===== EXTRACTED ENTRIES
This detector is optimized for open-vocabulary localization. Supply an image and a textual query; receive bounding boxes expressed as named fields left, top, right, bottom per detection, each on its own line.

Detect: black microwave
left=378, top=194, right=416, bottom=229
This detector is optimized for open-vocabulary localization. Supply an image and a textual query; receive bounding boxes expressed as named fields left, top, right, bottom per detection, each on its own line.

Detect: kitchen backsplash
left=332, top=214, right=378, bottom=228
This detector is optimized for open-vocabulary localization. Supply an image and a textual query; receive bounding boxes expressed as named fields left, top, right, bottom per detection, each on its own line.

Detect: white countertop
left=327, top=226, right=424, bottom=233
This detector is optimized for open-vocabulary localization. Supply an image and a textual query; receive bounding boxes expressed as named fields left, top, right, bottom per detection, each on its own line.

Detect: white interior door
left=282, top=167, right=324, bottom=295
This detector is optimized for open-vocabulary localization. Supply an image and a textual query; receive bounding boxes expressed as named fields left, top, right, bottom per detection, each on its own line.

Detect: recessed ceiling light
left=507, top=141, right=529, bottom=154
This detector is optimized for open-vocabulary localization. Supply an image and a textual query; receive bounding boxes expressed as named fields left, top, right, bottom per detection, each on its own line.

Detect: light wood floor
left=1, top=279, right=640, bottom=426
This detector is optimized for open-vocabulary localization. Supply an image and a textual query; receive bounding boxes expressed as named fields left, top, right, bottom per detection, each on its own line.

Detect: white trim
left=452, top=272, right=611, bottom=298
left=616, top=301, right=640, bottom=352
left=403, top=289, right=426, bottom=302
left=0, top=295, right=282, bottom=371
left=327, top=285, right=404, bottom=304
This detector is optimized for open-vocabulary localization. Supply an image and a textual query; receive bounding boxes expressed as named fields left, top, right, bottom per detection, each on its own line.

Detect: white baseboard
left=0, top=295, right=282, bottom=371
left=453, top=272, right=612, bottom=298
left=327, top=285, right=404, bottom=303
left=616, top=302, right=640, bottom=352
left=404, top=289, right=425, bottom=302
==========
→ EXERCISE INSTRUCTIONS
Lay out the lines from the first one above through the line holding "left=327, top=226, right=424, bottom=233", inclusive, as a numbered list, leaving out any blank lines.

→ RESULT OF THIS TASK
1. This detector is optimized for open-vocabulary localization. Supply an image and a textual query; receive bounding boxes expressed as named fields left, top, right, bottom per detection, each on its own line.
2. Detect: black microwave
3. left=378, top=194, right=416, bottom=229
4. This detector is optimized for open-vocabulary localization. Supply an image and a textual query; receive bounding boxes expressed as named fields left, top, right, bottom per detection, each on its own line.
5. Detect: kitchen backsplash
6. left=332, top=214, right=378, bottom=228
7. This detector is optimized for open-vocabulary localization. Supply an image and a textual query; receive bounding boxes expressed as named fields left, top, right, bottom per detection, each on its own line.
8. Detect: white countertop
9. left=327, top=226, right=424, bottom=233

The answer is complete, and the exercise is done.